Punt TT-7: Waarom stortten de Twin Towers in? Het seismisch bewijs

<< Vorig Punt, Volgend Punt >>

Inleiding
Op 11 september werden door seismografen in New York en vier naastgelegen staten seismische golven geregistreerd tijdens de perioden dat WTC 1 en 2 (de Twin Towers) door vliegtuigen werden geraakt en tijdens het instorten. Wetenschappers van het Lamont Doherty-Earth Observatorium (LDEO) aan de Universiteit van Columbia publiceerden een analyse van de seismologische gegevens van het WTC, gebaseerd op de ruwe data van het Palisades meetstation in de staat New York. In hun verslagen betreffende de gebeurtenissen bij het World Trade Center vertrouwden het Federaal Bureau Crisismanagement (FEMA) en het Nationaal Instituut Standaarden en Technologie (NIST) op de gegevens van het LDEO. [1] Het Eindverslag Commissie 11 September citeerde ook de analyse van het LDEO [2] hoewel het niet de LDEO analyse bevestigde van de tijden van de vliegtuiginslagen. Het verslag baseert zijn eigen conclusies op gegevens van grondradar in plaats van seismologische data.

Maar onafhankelijke analyses hebben de uitkomsten van het LDEO, en daarmee de conclusies van FEMA en NIST, betwist. Deze onafhankelijke analyses zijn nog meer in tegenspraak met de conclusies van de Commissie 11 September.

De officiële lezing

De seismische golven werden veroorzaakt door de inslagen van de vliegtuigen in de Twin Towers en het resulterende instorten van de gebouwen. [3] De kracht van de schokken die de inslagen van de vliegtuigen veroorzaakten was respectievelijk 0,7 (Toren 2) en 0,9 (Toren) op de schaal van Richter. Het instorten van WTC 2 had een kracht van 2,1; het instorten van WTC 1 een kracht van 2,3. [4] De signalen werden gebruikt om te komen tot een nauwkeurig bepalen van de tijdstippen van inslag en van instorten. [5]

Het beste bewijs
De resultaten van onafhankelijk onderzoek zijn in tegenspraak met de conclusies van het LDEO (Lamont Doherty-Earth Observatory) dat de golven werden veroorzaakt door de inslagen van de vliegtuigen en het resulterende instorten van de gebouwen.

In 2006 toonden ingenieurs Craig Furlong en Gordon Ross aan dat de inslagen van de vliegtuigen niet de oorzaak waren van de seismische signalen die het LDEO eraan toeschrijft omdat ze plaats vonden enkele seconden voor de tijden die de Commissie 11 September stelt, gebaseerd op waarnemingen van de grondradar.

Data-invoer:
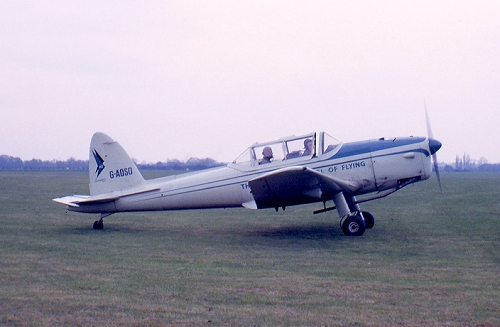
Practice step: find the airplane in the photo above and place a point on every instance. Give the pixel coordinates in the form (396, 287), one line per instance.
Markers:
(294, 170)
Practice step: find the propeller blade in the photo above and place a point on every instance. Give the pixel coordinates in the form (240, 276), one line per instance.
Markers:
(434, 146)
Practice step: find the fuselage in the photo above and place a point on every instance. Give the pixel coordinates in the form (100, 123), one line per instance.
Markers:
(378, 164)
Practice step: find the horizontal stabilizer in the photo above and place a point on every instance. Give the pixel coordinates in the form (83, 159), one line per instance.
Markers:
(76, 200)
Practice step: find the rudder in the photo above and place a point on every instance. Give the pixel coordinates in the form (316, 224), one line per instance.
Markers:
(110, 167)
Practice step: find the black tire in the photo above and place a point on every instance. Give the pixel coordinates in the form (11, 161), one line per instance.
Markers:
(98, 224)
(353, 226)
(369, 220)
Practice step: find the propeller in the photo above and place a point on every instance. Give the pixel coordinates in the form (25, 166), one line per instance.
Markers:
(434, 146)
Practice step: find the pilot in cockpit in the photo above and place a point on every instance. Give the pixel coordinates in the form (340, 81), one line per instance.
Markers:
(267, 155)
(308, 148)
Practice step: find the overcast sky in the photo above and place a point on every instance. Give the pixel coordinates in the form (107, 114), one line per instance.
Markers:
(177, 79)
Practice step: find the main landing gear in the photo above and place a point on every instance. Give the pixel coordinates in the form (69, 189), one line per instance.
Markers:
(354, 222)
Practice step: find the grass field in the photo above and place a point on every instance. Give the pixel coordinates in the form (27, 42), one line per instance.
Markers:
(432, 260)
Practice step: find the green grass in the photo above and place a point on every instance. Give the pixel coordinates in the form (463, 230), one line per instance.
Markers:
(432, 260)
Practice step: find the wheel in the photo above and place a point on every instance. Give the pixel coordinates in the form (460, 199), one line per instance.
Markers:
(98, 224)
(354, 226)
(369, 220)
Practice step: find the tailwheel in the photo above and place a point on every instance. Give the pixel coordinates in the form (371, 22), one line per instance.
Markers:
(98, 224)
(369, 220)
(353, 225)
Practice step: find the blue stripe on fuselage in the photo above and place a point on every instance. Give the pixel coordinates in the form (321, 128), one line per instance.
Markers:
(365, 147)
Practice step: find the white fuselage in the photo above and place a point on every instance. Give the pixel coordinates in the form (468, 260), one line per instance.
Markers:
(377, 164)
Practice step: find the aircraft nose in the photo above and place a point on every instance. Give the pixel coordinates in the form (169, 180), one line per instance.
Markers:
(434, 145)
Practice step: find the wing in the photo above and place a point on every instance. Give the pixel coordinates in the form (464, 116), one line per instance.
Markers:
(296, 185)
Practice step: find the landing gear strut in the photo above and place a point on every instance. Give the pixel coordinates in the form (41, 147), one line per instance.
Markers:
(353, 225)
(354, 222)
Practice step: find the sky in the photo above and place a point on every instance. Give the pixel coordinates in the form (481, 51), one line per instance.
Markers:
(181, 79)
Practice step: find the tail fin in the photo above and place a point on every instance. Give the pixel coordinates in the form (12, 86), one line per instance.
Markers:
(110, 167)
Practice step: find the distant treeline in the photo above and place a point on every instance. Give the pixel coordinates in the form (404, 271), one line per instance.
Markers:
(13, 163)
(462, 164)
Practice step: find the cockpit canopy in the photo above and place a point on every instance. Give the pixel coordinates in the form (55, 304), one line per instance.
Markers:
(296, 148)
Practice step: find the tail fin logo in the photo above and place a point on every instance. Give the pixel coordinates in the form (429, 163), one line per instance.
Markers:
(99, 161)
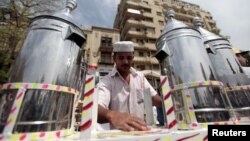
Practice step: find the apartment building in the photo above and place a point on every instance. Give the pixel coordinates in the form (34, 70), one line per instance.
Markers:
(142, 22)
(99, 46)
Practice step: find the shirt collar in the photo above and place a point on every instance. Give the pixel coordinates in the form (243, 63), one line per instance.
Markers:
(132, 71)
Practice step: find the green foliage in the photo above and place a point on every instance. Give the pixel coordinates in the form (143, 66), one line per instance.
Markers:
(5, 62)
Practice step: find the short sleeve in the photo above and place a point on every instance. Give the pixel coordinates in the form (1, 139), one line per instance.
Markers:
(104, 92)
(148, 85)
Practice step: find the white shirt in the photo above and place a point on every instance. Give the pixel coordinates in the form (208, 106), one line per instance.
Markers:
(116, 94)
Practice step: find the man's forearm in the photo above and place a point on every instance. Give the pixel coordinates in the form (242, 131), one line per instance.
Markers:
(157, 101)
(104, 115)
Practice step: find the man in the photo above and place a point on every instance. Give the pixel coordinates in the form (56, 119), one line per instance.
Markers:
(120, 93)
(243, 61)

Opdrachten:
1. Kopieer uit de tekst over het seismisch bewijs letterlijk het deel dat begint met de woorden waarin "Maar onafhankelijke analyses" staat en eindigt met "Commissie 11 September.".
2. Pak de tekst over het seismisch bewijs op na de laatste zin en schrijf hem verder.

Antwoorden:
1.
Maar onafhankelijke analyses hebben de uitkomsten van het LDEO, en daarmee de conclusies van FEMA en NIST, betwist. Deze onafhankelijke analyses zijn nog meer in tegenspraak met de conclusies van de Commissie 11 September.

2.
De seismische gebeurtenissen moeten daarom een andere oorzaak hebben. De beste (en waarschijnlijk de enige waarschijnlijke) kandidaat voor deze oorzaak zijn waarschijnlijk de explosies in de kelders van de Twin Towers, waarvoor overvloedig bewijs bestaat, tastbaar en uit de monden van getuigen. [6]

Hoewel dit Punt zich alleen bezighoudt met het seismisch bewijs is veel van het tastbare en getuigenbewijs gedocumenteerd in Punt TT-8: “Waarom Stortten de Twin Towers In? Het Tastbare en Getuigenbewijs”. [7]

De conclusie van Furlong en Ross – dat het seismisch bewijs niet overeenstemt met de officiële lezing (welke versie dan ook) – werd in 2012 versterkt door een Franse geoloog, Dr. André Rousseau, die een analyse maakte van de seismologische gegevens. [8] Rousseau concludeert dat het rapport van het LDEO op drie punten niet klopt:

  • De timing op basis van de grondradar komt niet overeen met de oorspronkelijke tijden van de seismische golven (zoals wordt aangegeven door de data);
  • Het ontbreken van een verklaring waarom, hoewel de torens in essentie op dezelfde manier werden vernietigd, de gegevens grote verschillen laten zien in termen van de hoeveelheid energie die vrijkwam.
  • De frequentie van de schokgolven was veel te laag om te kunnen zijn veroorzaakt door de vliegtuiginslagen of het instorten van de torens (hoewel deze wel overkwamen met ondergrondse explosies, waarvoor bewijs is gedocumenteerd in Punt TT-8).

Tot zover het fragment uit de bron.